Exercise goal>
Word for word, transcribe the lines from the one containing "[point] at the apple" through the end of the entries, both included, and nothing else.

Material provided>
>>
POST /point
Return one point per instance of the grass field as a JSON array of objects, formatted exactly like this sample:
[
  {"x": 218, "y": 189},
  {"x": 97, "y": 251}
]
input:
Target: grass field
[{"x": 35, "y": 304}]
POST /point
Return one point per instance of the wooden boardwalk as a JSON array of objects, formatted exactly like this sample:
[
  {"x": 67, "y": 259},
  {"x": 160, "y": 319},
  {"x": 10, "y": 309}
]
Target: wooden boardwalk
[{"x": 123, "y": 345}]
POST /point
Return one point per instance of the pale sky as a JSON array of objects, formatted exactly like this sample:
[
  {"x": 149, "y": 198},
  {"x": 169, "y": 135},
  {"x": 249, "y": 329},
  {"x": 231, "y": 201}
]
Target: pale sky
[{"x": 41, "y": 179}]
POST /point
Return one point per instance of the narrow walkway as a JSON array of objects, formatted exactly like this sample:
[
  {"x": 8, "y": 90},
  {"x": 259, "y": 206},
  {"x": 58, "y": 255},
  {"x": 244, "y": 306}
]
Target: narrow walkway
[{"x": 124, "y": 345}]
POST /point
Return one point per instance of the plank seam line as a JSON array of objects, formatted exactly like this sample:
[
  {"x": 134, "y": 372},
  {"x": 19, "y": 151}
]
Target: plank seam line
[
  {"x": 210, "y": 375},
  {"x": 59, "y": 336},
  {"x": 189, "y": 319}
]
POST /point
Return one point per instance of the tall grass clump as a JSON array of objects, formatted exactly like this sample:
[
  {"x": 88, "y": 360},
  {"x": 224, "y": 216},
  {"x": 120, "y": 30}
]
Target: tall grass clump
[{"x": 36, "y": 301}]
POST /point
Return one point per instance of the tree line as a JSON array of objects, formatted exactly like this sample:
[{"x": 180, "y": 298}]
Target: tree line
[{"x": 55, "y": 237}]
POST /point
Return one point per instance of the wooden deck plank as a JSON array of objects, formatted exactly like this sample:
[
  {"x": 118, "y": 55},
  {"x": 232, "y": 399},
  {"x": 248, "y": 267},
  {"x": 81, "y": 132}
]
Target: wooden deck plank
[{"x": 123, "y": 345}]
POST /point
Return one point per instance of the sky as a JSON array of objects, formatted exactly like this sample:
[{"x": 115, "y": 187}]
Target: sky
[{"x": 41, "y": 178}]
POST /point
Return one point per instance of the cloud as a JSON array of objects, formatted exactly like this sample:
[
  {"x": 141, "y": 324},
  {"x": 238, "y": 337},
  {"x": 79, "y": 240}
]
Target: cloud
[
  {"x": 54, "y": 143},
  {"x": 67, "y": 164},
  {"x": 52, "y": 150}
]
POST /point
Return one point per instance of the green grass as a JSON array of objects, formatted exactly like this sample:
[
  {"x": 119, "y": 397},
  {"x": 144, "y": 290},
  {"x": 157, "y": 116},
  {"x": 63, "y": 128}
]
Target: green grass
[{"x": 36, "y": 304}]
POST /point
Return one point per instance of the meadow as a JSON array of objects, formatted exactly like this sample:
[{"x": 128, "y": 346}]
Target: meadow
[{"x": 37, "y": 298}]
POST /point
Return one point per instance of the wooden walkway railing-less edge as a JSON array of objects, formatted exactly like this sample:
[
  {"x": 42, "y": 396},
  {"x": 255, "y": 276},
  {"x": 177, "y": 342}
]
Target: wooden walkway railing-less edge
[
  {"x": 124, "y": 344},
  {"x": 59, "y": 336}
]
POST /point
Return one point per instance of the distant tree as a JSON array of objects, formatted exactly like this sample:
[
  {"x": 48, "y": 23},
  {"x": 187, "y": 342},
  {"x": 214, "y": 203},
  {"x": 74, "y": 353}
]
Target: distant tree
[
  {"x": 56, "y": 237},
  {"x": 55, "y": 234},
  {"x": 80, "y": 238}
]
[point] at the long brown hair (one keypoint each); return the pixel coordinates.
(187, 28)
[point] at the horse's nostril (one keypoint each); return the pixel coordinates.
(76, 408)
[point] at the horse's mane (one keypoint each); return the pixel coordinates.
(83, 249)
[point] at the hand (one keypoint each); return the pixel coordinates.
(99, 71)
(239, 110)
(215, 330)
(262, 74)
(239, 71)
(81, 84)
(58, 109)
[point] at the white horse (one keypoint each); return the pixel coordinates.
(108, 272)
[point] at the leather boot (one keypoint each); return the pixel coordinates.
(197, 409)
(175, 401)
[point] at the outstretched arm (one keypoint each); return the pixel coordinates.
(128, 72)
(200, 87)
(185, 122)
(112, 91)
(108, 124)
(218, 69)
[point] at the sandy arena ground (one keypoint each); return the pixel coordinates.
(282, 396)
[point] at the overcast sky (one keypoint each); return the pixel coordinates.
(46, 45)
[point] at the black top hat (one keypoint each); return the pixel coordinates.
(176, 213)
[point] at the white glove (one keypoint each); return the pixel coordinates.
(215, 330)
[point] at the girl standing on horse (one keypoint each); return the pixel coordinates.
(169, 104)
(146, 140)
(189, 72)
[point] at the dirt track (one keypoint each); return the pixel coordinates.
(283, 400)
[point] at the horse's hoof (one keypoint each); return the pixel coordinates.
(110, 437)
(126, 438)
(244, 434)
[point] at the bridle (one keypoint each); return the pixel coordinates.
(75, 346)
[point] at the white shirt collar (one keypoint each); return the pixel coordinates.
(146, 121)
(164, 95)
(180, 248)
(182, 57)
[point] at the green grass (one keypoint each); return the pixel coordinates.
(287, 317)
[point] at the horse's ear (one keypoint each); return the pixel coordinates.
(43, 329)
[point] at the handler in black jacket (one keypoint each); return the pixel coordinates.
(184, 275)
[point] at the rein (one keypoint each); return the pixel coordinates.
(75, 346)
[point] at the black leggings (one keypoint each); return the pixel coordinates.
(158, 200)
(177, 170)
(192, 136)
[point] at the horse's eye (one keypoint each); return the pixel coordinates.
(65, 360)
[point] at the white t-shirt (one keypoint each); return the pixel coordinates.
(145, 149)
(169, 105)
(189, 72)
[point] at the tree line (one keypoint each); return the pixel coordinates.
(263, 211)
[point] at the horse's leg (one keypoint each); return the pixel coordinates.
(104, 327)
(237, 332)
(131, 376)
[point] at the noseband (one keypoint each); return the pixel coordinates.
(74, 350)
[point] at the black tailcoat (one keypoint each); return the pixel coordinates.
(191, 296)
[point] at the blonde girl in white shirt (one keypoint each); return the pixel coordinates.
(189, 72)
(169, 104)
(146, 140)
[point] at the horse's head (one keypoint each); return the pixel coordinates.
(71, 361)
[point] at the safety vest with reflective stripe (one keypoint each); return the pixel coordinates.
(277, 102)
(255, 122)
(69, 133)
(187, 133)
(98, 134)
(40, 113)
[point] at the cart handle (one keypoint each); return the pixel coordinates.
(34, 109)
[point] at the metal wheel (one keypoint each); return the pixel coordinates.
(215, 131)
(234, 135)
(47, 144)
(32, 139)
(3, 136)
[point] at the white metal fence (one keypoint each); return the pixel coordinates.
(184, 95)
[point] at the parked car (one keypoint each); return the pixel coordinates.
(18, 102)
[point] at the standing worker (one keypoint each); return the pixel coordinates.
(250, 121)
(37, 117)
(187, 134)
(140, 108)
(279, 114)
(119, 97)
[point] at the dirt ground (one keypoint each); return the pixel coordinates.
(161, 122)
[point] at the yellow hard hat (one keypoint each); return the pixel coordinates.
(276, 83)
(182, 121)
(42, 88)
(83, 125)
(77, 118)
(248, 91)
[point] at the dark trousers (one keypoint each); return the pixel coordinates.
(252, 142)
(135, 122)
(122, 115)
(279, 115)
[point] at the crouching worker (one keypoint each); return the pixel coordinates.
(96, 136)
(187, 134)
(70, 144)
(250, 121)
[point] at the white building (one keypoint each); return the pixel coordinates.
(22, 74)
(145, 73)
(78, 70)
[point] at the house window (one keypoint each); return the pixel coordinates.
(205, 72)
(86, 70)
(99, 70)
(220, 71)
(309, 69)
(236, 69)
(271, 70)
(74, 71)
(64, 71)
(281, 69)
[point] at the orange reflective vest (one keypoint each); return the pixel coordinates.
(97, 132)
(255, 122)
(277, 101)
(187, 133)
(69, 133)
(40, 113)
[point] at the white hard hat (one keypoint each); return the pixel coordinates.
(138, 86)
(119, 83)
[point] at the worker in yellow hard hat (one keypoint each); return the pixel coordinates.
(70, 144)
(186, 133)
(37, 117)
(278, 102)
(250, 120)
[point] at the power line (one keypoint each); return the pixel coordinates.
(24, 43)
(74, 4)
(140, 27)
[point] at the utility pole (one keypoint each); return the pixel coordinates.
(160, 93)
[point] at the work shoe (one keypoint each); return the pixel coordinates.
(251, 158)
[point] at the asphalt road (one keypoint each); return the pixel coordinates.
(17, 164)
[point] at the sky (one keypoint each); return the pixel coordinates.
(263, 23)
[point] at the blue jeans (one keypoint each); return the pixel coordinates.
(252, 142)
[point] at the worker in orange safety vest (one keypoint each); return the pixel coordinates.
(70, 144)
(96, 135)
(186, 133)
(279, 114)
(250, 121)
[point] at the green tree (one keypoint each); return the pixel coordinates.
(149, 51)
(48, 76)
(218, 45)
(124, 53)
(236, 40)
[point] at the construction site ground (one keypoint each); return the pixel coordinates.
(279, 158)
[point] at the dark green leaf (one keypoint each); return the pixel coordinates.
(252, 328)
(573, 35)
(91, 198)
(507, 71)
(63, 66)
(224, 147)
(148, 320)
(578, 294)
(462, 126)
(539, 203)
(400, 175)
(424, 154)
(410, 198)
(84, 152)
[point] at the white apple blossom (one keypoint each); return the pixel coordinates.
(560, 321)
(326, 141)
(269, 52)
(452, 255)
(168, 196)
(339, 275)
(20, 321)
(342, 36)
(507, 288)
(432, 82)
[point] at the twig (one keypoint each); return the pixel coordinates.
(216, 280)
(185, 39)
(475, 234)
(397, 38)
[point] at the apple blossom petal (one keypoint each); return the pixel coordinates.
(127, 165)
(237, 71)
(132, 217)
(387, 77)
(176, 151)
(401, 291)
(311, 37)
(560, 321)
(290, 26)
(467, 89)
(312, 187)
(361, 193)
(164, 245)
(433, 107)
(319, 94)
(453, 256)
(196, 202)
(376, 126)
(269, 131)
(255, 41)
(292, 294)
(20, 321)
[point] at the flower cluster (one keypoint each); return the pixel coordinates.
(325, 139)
<<
Reply to the exercise>
[point] at the apple blossom petal (one keypoint each); return the pixel coordinates.
(127, 165)
(237, 71)
(132, 217)
(387, 77)
(176, 151)
(401, 291)
(311, 37)
(560, 321)
(290, 26)
(467, 89)
(312, 187)
(361, 193)
(164, 245)
(433, 107)
(319, 94)
(453, 256)
(196, 202)
(376, 126)
(269, 131)
(255, 41)
(292, 294)
(20, 321)
[point] at the flower cluster (one keypoint each); return the pixel coordinates.
(325, 139)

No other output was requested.